───── STORED ROWS ─────

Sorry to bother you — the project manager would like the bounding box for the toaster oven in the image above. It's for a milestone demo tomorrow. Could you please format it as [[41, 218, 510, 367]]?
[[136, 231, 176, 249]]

─────
───── STORED ROWS ─────

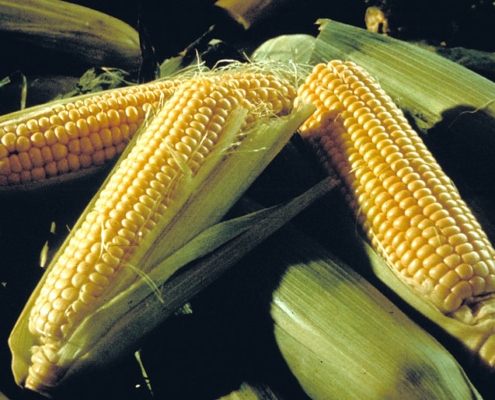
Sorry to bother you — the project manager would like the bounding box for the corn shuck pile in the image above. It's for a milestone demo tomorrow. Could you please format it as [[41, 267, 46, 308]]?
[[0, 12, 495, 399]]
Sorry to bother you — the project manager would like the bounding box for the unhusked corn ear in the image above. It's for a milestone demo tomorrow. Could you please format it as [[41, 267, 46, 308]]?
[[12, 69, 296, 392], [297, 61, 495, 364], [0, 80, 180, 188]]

─────
───── STORED ROWS ─────

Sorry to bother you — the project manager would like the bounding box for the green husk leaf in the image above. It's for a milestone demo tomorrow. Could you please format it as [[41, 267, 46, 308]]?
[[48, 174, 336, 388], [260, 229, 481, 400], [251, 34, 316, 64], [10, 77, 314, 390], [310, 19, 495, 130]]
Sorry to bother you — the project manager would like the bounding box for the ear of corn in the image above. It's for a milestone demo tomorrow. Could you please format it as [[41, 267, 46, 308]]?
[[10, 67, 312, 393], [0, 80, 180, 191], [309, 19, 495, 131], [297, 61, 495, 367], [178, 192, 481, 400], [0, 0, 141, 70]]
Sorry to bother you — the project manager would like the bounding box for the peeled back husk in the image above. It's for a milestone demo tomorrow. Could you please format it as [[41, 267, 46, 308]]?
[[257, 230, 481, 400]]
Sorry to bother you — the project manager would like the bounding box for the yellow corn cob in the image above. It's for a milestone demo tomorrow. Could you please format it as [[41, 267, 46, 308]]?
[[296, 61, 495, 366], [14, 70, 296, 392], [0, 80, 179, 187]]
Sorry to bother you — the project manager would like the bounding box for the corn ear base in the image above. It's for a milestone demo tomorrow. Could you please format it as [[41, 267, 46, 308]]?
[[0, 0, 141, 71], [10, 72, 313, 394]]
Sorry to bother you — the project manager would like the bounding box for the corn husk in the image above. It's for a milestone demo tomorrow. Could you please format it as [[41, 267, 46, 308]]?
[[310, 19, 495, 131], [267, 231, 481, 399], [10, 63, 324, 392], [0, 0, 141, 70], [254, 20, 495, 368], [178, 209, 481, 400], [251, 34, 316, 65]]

─────

> GIVEN TASK
Reproduce without alteration each line of the records above, from the line containing "218, 510, 367]]?" through the line containing "[[136, 231, 176, 249]]", with both of those lines included.

> SOLUTION TO THIS EXERCISE
Sorry to bother you — the project manager would like the bounding box for the toaster oven in the image above. It's for a milestone demo tomorrow. Could you please format it as [[41, 218, 510, 367]]?
[[136, 231, 176, 249]]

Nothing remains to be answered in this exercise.